[START]

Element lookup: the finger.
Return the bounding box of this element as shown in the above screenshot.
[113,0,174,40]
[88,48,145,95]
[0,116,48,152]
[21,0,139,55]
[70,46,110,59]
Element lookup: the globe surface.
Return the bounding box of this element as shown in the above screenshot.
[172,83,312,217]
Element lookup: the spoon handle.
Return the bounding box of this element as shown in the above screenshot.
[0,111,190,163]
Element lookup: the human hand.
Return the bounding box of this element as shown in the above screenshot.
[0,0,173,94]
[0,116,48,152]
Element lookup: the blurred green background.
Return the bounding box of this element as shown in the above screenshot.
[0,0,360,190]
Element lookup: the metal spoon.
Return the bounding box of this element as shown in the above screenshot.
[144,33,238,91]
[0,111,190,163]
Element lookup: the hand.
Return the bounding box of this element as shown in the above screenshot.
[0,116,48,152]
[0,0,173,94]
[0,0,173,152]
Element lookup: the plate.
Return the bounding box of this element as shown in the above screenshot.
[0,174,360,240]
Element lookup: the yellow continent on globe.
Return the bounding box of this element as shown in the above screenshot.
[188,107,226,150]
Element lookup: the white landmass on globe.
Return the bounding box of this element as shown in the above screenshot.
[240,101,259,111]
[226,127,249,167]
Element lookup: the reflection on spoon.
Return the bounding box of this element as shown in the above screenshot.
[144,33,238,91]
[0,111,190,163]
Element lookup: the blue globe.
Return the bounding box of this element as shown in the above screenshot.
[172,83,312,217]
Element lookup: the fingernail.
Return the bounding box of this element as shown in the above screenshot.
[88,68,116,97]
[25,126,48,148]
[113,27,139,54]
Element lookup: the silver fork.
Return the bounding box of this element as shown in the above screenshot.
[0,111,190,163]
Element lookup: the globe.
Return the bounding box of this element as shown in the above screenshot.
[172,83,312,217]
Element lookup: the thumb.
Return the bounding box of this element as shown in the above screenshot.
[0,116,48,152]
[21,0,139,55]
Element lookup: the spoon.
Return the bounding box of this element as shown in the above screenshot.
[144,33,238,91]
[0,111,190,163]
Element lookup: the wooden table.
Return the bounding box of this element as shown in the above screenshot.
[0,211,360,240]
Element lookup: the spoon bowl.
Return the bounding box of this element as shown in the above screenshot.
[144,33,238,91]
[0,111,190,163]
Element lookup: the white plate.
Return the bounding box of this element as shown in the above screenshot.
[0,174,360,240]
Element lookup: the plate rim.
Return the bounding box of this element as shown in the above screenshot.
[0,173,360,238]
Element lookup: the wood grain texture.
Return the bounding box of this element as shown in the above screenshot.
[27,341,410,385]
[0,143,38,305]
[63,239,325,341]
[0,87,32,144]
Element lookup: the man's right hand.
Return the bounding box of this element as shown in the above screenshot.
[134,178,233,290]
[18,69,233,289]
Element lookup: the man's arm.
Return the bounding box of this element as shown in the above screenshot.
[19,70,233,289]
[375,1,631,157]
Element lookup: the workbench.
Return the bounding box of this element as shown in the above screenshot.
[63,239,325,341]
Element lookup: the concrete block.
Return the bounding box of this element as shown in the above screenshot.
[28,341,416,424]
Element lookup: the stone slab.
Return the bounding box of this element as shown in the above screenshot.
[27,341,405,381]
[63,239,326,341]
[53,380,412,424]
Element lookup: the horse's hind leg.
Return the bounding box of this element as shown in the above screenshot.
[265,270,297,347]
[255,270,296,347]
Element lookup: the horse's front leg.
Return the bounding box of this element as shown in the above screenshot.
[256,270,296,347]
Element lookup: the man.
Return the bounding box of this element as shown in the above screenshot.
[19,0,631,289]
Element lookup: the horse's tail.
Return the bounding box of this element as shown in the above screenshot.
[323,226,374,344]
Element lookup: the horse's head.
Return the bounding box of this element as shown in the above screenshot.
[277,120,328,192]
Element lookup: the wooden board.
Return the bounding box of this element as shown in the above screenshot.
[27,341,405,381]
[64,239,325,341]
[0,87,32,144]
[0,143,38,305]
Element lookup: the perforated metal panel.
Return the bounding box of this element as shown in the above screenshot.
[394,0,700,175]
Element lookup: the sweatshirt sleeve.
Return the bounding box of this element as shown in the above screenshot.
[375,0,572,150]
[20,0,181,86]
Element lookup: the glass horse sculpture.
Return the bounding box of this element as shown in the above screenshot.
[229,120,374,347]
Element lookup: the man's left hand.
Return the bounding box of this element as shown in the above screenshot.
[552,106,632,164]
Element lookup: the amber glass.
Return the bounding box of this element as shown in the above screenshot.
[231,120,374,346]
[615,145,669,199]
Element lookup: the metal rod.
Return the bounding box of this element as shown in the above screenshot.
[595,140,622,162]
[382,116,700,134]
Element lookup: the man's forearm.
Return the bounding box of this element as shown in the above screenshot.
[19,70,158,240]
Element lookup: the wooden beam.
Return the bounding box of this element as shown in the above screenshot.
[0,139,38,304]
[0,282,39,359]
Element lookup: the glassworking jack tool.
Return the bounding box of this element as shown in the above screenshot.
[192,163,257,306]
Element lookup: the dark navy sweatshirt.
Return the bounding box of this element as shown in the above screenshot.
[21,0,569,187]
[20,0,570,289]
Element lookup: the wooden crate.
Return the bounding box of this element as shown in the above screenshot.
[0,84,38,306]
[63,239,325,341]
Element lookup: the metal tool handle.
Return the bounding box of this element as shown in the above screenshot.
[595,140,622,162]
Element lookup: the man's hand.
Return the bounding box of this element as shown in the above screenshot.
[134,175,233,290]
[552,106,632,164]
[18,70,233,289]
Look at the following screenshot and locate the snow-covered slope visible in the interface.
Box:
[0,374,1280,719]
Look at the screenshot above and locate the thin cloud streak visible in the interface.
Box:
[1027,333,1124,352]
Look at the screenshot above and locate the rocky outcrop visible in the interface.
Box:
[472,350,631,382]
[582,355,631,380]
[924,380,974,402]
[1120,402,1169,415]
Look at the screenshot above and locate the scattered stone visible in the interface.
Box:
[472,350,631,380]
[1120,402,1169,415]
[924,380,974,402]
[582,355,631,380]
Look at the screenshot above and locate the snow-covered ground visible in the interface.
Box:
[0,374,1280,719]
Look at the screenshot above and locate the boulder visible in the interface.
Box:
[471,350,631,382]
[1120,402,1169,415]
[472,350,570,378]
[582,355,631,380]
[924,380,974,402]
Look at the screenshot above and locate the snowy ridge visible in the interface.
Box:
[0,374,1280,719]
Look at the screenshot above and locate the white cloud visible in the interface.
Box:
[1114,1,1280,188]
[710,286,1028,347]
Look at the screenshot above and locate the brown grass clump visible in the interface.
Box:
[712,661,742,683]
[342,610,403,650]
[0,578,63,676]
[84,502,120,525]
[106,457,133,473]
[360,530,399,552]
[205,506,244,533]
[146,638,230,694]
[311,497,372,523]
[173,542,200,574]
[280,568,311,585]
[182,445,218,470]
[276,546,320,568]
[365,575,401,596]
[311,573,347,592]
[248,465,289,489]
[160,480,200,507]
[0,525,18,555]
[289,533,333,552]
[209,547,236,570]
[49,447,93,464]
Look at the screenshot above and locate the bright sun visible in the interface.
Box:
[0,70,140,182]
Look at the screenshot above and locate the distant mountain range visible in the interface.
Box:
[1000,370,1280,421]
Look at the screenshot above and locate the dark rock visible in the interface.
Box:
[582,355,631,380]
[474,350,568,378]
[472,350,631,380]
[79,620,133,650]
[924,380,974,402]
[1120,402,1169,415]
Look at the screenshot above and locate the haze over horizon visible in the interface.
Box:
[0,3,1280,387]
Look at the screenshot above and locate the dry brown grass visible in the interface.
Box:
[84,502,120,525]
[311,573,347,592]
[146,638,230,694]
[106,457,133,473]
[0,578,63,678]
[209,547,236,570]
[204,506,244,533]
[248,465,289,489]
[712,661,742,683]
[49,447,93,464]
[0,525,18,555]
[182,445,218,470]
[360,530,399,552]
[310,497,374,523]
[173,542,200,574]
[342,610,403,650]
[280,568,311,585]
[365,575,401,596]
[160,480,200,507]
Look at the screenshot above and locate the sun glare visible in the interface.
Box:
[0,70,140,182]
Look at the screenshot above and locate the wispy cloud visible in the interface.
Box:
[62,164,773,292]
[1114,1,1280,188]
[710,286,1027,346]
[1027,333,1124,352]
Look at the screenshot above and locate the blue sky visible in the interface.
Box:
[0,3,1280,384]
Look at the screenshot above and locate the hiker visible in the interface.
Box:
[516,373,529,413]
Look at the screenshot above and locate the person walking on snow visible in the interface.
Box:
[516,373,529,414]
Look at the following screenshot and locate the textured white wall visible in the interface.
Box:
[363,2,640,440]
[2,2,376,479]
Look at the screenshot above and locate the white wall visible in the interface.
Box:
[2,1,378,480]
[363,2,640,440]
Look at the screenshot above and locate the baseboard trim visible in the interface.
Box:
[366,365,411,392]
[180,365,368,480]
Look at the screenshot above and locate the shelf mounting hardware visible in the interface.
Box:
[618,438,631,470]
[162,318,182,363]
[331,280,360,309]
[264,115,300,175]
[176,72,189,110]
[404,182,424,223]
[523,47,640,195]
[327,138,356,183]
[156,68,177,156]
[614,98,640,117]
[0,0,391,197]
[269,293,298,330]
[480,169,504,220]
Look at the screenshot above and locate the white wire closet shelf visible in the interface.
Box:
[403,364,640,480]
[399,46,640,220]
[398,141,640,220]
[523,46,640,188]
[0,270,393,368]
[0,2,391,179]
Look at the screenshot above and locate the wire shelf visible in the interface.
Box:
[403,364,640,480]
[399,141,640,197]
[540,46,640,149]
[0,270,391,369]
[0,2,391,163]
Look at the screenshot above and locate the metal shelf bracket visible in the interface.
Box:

[END]

▶ _AIM OF THE TASK_
Show each line from the entries above that contains the string "wire", matching its case exactly.

▶ _SOLUTION TO THIS PROBLEM_
Look at the screenshot above and locate the white wire closet shelf visible in the interface.
Look at the screenshot above and locate the wire shelf visible in the interface.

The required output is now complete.